Tasks to complete:
1: Answer these questions using the preview of the France–Morocco World Cup quarterfinal:
(a) About how many people is the stadium expected to hold for the match?
(b) In how many consecutive internationals has Morocco gone unbeaten?
(c) How many goals has Mbappé scored in World Cup knockout matches, counting the penalty against Paraguay?
2: From the quarterfinal preview, quote the passage starting at "Thursday, July 9, 4pm" and ending at "a neutral venue.".

Selected extract:
<<<<

Thursday, July 9, 4pm ET, Boston Stadium in Foxborough. France against Morocco, a World Cup quarterfinal, and a rematch of the 2022 semifinal in Qatar that ended Morocco's historic run. The stadium is expected to be a sellout of around 65,878, and given the size of the Moroccan diaspora on the American east coast, a large portion of that crowd will be wearing red and green. Boston will not feel like a neutral venue.
Both teams arrive in ominous form. France have won five consecutive matches at this World Cup — the first time in their history they have done that at a single tournament — and have not conceded more than one goal in any game. Morocco went through the group stage with three wins and zero goals conceded, survived a penalty shootout against the Netherlands in the round of 32, and then produced their most complete performance of the tournament in a 3-0 win over co-hosts Canada in Houston on July 4.
Morocco are also carrying a streak that has become one of the stories of world football: they are unbeaten in their last 34 internationals. Since the tournament began, they have looked less like the plucky outsiders of 2022 and more like a genuine contender — Africa Cup of Nations champions on home soil, first team through to the 2026 quarterfinals, and a squad that blends the survivors of Qatar with a fearless new generation.
But France are France. They have reached the final of the last two World Cups. They have the deepest attacking pool in international football. And above all, they have the one player who has defined knockout football for a decade. Everything Morocco coach Mohamed Ouahbi builds this week will be measured against a single name: Kylian Mbappé.
Let's be honest about the scale of the problem. Mbappé, now 27 and leading the line for Real Madrid, is having another monstrous World Cup. His penalty against Paraguay was his seventh goal of the 2026 tournament, drawing him level with Lionel Messi at the top of the Golden Boot race. It was also the 19th World Cup goal of his career — only Messi, on 20, has ever scored more in the history of the competition.
The number that should worry Morocco most, though, is a different one. That Paraguay penalty was Mbappé's 11th goal in World Cup knockout matches — at least three more than any other player in the competition's history. When the games get tighter, when space disappears and defenses stop making mistakes, Mbappé keeps scoring anyway. That is precisely the kind of match Thursday is likely to be.

>>>>

Material provided:
<<<<

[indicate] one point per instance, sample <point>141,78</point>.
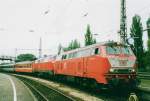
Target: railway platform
<point>12,89</point>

>>>>

Solution set:
1:
(a) Around 65,878.
(b) 34.
(c) 11.

2:
Thursday, July 9, 4pm ET, Boston Stadium in Foxborough. France against Morocco, a World Cup quarterfinal, and a rematch of the 2022 semifinal in Qatar that ended Morocco's historic run. The stadium is expected to be a sellout of around 65,878, and given the size of the Moroccan diaspora on the American east coast, a large portion of that crowd will be wearing red and green. Boston will not feel like a neutral venue.